[Opening Listed entries section]

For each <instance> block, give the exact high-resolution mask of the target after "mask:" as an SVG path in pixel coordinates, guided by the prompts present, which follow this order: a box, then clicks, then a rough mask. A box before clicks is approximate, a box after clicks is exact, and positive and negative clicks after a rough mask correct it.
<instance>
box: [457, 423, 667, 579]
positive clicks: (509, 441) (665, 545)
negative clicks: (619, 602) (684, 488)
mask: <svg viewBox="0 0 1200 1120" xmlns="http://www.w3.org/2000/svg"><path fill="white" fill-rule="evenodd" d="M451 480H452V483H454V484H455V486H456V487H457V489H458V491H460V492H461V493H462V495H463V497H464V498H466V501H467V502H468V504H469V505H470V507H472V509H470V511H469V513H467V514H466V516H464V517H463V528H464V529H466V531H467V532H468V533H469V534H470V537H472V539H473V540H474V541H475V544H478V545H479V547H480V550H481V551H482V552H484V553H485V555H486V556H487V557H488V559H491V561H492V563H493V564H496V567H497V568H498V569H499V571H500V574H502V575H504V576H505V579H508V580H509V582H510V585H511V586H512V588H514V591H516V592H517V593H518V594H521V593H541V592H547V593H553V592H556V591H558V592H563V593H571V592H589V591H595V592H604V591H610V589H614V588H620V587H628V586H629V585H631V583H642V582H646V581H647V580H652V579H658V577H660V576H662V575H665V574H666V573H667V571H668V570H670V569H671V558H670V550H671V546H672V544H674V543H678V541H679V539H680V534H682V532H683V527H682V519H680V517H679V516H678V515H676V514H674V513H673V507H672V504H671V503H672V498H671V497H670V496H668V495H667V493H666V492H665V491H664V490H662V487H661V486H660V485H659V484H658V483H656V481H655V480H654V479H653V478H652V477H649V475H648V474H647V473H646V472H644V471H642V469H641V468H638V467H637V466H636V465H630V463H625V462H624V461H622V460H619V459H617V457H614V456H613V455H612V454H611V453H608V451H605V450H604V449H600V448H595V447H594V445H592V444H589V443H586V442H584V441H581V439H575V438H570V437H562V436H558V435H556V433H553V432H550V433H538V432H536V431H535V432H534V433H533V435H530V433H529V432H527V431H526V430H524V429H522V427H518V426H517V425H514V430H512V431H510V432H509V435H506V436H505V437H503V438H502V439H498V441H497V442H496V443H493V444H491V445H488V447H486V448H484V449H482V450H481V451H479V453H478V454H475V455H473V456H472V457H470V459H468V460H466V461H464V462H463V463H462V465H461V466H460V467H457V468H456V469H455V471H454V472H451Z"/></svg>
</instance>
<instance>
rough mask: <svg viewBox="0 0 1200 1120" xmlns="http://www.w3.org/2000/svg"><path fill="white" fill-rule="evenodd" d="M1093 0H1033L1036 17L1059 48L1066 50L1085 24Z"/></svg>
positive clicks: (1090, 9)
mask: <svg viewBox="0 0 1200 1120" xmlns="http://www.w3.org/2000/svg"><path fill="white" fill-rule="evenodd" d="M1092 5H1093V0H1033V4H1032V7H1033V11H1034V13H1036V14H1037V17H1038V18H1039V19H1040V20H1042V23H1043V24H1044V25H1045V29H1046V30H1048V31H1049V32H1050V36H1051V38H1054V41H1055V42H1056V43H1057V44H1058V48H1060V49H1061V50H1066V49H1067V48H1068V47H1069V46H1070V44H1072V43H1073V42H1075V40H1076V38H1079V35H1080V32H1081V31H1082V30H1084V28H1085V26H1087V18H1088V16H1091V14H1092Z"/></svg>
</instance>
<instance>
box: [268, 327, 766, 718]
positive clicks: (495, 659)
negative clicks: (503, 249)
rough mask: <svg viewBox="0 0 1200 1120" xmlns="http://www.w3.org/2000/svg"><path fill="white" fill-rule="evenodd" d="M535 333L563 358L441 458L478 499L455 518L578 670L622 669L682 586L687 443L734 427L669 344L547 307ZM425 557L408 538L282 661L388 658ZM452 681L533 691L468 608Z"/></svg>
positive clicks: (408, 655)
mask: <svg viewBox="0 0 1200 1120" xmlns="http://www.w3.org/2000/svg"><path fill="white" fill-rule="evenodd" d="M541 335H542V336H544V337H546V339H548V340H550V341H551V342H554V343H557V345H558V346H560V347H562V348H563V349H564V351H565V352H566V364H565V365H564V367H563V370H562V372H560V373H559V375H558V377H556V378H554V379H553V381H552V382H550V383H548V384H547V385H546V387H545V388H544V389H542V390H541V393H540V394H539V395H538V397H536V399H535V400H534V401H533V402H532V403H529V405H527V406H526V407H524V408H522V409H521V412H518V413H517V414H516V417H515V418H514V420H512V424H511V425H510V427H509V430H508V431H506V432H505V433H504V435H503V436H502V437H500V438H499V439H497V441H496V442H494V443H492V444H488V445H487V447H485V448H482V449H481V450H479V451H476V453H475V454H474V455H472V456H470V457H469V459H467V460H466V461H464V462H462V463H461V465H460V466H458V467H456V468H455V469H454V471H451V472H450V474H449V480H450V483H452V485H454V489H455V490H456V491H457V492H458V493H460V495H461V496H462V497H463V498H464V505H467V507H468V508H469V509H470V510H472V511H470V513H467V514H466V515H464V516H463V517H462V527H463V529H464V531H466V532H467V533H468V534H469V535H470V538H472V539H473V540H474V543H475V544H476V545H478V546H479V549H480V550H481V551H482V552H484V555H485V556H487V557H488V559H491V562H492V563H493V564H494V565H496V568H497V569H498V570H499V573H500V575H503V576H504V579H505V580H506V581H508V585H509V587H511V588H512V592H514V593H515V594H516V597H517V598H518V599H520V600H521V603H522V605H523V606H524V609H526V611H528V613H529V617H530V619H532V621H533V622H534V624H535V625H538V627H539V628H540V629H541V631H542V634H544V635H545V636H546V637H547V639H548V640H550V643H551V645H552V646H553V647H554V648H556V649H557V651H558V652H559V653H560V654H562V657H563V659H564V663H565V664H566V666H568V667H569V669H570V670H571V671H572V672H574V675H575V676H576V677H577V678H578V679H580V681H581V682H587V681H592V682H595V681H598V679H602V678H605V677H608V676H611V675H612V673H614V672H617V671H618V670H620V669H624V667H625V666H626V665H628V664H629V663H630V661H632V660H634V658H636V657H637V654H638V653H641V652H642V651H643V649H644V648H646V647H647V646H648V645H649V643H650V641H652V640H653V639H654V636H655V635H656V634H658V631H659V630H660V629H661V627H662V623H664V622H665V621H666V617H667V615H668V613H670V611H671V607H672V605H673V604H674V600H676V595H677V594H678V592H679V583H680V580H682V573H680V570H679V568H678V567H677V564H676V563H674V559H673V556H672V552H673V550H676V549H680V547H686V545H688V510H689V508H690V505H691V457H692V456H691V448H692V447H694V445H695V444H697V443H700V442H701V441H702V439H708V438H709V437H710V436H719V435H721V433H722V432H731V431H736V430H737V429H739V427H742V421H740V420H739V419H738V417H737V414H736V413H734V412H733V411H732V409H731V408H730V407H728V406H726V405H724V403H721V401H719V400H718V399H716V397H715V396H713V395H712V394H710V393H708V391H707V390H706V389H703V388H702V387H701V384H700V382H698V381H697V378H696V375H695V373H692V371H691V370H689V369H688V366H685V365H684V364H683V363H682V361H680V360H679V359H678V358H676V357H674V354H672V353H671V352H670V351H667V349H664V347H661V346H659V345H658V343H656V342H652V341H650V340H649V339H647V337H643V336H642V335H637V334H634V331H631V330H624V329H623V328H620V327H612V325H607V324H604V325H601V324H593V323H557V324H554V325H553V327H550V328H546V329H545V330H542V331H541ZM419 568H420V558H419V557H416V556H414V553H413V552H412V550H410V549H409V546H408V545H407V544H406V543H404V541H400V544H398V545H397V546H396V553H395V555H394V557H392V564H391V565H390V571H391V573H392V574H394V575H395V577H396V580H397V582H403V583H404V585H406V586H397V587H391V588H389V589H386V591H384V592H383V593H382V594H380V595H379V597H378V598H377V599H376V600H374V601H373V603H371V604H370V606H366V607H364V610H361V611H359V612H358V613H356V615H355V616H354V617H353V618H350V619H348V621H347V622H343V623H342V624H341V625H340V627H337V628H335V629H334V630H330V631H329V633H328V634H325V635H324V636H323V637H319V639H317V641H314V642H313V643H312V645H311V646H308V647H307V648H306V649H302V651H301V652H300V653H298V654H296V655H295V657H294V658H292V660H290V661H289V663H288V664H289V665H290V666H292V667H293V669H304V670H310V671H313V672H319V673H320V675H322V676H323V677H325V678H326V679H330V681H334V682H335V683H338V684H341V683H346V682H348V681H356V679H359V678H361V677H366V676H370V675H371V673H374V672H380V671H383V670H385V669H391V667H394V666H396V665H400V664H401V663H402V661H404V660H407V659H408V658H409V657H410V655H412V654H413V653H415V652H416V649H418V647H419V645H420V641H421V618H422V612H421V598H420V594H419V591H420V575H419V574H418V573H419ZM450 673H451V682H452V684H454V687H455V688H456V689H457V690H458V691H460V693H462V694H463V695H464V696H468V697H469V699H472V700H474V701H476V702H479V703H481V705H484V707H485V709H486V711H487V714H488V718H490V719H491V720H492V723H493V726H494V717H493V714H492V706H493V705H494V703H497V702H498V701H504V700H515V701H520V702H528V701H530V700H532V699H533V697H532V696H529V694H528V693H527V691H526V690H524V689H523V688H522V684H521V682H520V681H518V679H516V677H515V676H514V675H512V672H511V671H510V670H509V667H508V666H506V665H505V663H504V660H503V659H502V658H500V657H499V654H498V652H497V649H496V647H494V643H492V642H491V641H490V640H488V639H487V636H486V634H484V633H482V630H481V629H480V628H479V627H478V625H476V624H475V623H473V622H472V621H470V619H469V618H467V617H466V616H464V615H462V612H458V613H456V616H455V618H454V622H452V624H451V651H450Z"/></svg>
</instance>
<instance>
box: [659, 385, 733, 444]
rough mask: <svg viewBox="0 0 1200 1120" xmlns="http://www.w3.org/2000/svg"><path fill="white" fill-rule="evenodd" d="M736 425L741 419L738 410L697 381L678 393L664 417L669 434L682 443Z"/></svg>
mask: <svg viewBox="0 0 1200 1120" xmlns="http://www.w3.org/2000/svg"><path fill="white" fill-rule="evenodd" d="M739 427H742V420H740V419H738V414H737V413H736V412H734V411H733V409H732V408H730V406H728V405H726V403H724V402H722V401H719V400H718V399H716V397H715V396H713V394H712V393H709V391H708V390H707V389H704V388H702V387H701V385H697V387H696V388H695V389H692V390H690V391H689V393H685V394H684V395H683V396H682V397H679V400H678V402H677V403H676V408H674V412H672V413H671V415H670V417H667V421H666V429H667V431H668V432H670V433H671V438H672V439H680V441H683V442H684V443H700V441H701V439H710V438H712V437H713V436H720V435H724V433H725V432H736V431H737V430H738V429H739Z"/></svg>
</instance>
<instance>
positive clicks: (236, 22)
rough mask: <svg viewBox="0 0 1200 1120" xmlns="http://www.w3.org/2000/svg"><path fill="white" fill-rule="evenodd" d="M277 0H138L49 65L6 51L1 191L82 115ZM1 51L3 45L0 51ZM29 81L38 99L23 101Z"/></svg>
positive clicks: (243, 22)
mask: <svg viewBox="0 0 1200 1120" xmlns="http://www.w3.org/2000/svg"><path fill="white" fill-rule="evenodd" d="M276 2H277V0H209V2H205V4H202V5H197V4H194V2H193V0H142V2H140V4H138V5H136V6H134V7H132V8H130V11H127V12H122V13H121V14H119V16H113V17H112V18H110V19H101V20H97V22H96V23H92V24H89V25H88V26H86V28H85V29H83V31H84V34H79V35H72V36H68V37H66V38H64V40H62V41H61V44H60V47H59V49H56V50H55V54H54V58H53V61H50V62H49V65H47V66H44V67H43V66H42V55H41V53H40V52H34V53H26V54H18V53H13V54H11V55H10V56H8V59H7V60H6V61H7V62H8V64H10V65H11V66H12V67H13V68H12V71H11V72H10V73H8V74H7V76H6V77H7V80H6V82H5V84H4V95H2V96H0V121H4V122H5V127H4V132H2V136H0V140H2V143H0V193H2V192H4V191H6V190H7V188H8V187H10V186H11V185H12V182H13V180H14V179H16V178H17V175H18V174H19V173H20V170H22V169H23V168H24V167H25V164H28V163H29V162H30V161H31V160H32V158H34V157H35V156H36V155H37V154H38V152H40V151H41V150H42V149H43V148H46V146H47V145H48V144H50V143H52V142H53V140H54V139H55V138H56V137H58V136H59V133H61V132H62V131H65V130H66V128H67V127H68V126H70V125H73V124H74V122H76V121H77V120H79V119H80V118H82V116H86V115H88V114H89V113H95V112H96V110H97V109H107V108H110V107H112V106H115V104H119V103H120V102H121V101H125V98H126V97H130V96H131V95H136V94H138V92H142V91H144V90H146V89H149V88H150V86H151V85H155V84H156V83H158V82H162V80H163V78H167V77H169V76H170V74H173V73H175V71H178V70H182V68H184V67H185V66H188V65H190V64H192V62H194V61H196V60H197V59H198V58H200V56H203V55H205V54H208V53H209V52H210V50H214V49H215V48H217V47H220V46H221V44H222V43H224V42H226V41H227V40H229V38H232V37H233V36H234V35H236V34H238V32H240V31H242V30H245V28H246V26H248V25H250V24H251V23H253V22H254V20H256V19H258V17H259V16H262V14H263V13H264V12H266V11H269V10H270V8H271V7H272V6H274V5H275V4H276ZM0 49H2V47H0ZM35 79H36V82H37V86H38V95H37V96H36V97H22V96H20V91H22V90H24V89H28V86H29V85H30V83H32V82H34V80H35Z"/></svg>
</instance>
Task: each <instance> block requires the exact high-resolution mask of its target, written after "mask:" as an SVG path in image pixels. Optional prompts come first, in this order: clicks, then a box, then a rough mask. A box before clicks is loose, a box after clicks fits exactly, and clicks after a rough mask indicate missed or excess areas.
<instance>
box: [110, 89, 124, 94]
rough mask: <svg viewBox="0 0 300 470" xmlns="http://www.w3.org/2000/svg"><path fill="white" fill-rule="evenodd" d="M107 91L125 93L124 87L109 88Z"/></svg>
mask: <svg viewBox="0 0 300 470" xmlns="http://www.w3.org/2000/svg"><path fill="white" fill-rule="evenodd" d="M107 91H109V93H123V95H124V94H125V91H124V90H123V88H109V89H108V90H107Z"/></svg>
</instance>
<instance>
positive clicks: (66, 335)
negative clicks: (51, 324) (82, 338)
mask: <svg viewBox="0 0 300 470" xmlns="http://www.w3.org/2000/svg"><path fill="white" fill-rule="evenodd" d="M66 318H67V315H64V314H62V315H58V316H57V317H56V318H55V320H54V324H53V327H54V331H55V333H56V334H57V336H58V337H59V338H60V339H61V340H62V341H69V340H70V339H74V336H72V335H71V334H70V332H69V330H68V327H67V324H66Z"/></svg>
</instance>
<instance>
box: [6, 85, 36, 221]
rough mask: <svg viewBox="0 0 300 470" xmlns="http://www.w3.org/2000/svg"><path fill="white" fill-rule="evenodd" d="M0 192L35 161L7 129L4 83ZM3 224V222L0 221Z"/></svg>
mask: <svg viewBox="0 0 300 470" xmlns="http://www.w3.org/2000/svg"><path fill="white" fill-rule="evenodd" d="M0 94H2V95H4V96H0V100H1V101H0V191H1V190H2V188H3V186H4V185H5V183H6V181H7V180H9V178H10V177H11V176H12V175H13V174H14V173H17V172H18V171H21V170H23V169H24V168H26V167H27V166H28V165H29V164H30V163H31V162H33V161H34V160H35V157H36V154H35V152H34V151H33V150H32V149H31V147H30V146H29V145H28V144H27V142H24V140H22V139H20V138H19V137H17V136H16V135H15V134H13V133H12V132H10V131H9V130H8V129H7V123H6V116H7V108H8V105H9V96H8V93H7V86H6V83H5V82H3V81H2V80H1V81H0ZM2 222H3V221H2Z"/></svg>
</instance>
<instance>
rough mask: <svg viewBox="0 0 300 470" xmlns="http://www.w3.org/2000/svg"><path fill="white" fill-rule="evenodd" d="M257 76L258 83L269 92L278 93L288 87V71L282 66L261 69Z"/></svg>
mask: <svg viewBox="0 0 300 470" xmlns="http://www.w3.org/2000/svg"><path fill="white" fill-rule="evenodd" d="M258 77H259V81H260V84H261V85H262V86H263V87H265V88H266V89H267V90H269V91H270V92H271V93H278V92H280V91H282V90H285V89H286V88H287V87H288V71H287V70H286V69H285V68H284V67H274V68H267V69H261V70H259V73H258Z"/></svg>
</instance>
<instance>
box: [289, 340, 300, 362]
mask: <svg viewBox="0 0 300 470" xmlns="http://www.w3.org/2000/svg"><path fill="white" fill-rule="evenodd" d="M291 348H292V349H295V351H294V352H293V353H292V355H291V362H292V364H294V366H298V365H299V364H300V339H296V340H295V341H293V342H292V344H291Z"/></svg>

[Closing Listed entries section]

Your answer must be the lines from the first line of the records through the line containing "positive clicks: (509, 441) (665, 545)", copied exactly.

### Solution to the problem
For each <instance> block, give the exact high-resolution mask of the target after "mask:" as an SVG path in pixel coordinates, guided by the prompts present, which follow this order: a box, then clicks, then a rough mask. A box before clicks is approximate, a box after clicks is exact, and positive and negative clicks after a rough mask correct it.
<instance>
box: [457, 423, 667, 579]
positive clicks: (509, 441) (665, 545)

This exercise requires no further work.